PROBLEM TO SOLVE: Among the lines below, take the one holding "Query: white building", the one holding "of the orange", and all lines between them. Set them down exactly.

MATERIAL TO PROCESS:

-*-

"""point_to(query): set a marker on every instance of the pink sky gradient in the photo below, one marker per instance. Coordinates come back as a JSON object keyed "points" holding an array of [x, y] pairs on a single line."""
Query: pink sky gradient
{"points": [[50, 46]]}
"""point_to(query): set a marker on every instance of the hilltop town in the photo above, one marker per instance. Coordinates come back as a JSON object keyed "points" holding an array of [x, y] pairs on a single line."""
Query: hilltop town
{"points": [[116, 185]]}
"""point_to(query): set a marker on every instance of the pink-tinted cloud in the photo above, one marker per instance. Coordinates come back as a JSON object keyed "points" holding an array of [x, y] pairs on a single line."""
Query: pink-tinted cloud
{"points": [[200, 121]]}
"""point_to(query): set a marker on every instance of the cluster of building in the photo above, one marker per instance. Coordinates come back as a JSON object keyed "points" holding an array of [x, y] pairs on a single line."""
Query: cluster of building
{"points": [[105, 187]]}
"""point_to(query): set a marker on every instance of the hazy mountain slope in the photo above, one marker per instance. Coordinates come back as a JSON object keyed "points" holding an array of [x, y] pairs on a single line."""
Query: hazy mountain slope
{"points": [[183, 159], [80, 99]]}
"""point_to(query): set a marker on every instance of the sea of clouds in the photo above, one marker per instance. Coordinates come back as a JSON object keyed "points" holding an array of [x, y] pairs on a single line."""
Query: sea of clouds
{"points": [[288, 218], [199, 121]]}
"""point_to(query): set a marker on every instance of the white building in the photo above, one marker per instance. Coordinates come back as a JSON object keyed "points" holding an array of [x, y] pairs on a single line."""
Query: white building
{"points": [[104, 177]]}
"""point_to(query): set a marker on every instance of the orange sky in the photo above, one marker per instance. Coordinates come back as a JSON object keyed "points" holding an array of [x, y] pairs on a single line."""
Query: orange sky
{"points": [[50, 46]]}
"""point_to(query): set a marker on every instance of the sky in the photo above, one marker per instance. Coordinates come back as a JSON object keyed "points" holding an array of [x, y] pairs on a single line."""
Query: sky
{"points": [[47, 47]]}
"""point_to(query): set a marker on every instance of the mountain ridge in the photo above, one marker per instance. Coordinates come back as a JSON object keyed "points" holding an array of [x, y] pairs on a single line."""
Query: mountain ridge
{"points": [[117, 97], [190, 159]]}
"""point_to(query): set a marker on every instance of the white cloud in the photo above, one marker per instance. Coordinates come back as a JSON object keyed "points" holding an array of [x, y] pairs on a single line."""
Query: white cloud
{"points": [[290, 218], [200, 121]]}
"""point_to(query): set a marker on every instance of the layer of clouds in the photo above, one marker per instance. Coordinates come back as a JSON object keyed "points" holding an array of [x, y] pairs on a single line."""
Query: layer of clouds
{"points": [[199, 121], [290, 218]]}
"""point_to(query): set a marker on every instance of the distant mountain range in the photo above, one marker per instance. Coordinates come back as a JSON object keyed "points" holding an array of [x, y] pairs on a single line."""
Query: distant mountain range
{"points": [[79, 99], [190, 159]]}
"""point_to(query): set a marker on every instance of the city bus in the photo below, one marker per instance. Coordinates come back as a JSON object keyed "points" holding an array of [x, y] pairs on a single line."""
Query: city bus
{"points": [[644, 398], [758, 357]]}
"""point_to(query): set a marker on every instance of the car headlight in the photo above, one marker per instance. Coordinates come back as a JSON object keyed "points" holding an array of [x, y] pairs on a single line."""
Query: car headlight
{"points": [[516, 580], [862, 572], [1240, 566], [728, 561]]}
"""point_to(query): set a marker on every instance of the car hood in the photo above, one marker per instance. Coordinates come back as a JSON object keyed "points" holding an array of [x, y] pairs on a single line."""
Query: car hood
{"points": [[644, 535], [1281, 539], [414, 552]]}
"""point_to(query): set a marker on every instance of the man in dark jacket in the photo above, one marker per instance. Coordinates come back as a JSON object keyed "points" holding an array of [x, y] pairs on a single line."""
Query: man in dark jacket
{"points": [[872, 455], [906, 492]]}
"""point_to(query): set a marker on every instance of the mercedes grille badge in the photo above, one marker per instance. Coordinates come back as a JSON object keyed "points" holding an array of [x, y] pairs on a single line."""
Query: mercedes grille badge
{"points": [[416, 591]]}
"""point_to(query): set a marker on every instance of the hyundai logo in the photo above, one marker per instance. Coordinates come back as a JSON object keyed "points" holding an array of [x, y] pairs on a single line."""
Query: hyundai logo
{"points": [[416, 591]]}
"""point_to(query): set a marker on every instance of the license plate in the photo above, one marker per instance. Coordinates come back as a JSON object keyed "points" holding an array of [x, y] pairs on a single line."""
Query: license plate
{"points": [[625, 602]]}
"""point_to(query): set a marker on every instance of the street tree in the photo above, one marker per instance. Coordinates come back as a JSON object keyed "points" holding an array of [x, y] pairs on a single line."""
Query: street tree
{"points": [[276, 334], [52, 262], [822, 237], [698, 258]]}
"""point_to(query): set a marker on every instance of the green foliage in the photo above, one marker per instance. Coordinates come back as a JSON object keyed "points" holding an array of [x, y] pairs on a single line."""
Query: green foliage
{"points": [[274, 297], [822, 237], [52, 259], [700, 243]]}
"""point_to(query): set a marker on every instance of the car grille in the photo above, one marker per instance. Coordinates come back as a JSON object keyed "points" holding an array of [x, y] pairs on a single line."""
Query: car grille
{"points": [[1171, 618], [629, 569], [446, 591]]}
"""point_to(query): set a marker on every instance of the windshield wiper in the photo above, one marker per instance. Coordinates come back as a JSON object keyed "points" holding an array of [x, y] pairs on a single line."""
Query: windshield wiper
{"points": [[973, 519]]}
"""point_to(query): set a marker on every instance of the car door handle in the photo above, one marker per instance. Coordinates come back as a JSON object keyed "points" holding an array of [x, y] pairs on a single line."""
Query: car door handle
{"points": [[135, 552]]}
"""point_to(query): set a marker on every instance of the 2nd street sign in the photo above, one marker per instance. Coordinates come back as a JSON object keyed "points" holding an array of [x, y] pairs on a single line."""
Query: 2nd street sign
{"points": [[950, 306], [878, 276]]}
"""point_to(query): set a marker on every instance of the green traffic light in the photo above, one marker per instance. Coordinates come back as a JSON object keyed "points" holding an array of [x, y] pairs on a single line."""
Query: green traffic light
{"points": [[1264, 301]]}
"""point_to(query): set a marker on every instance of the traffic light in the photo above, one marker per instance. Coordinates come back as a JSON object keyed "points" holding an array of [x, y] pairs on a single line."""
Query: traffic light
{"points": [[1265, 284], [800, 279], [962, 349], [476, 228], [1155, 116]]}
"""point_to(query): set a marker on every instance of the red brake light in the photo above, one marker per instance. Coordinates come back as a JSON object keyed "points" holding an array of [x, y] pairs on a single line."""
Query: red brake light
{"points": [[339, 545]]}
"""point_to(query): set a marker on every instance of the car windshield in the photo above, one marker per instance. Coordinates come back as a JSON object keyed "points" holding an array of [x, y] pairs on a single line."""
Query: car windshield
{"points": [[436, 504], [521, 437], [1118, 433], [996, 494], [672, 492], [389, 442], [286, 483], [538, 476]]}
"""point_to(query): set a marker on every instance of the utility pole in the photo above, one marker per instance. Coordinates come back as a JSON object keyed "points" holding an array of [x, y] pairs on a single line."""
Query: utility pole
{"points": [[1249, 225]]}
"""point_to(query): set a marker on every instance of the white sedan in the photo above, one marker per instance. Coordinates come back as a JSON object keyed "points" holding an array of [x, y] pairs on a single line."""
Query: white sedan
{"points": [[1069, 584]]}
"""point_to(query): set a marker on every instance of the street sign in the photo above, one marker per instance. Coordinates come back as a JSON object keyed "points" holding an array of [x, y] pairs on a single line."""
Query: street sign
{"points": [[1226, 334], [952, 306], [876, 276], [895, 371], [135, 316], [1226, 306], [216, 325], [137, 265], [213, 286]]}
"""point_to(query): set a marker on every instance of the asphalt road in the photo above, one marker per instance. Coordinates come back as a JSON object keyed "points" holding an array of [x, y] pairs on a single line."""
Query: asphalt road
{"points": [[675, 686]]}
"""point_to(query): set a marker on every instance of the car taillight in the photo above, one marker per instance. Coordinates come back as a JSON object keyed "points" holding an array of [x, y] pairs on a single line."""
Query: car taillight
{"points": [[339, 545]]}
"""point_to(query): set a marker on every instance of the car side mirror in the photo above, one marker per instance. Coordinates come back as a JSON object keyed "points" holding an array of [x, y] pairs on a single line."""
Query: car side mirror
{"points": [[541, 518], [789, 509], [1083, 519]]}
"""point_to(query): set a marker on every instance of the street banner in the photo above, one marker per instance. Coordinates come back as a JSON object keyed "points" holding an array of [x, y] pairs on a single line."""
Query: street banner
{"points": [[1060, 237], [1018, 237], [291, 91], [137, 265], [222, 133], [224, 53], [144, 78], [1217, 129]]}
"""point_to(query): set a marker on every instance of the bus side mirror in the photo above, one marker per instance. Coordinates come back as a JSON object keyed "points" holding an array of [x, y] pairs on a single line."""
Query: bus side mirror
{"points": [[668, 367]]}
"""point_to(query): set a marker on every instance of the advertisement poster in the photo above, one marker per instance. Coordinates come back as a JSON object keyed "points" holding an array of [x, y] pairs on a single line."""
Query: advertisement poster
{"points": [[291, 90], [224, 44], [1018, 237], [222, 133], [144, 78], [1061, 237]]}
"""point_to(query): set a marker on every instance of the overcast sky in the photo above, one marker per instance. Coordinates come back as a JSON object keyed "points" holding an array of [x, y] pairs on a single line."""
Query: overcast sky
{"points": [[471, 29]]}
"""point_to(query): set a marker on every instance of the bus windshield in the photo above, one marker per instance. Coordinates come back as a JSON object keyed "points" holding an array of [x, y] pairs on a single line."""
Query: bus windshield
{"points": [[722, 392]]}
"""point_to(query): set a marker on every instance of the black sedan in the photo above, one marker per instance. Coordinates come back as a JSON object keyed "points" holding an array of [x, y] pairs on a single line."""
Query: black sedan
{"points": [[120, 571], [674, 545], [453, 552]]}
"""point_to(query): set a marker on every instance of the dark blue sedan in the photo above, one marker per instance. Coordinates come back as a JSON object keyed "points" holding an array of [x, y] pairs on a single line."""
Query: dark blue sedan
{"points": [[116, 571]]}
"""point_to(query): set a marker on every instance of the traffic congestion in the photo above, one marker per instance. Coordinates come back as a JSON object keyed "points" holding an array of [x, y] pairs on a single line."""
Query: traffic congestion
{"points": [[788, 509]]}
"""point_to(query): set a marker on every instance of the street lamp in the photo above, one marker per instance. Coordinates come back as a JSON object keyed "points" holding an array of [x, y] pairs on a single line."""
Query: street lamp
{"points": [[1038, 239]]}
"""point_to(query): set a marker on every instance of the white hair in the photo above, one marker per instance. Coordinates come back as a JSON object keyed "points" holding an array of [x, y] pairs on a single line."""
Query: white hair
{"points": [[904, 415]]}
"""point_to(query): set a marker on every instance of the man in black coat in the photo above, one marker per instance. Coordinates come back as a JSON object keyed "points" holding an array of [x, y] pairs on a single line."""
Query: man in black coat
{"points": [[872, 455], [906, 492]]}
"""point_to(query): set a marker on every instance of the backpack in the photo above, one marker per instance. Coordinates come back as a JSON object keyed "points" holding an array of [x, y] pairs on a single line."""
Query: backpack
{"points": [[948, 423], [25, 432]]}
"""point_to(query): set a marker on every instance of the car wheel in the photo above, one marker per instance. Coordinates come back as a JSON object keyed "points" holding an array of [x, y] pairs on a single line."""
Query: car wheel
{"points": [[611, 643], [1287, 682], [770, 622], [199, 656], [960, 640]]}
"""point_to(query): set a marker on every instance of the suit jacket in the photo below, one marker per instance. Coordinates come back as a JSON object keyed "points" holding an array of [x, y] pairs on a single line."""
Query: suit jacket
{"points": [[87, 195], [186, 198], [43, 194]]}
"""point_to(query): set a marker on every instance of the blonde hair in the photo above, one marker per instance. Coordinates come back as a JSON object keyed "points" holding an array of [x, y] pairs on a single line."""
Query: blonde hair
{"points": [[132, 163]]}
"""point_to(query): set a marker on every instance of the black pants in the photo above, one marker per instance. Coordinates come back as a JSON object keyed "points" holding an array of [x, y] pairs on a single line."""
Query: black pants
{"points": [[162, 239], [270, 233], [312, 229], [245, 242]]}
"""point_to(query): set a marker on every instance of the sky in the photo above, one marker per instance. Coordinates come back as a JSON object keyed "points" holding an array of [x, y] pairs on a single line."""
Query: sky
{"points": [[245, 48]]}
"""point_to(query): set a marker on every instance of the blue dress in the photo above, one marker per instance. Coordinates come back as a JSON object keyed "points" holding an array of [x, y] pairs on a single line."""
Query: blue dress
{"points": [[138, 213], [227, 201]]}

-*-

WRITTEN ANSWER:
Query: white building
{"points": [[104, 177]]}
"""point_to(query): set a marker on every instance of the orange sky in the photo above, one marker per instance. Coordinates come back as a JSON object keyed "points" holding an array of [x, y] pairs on a single line."""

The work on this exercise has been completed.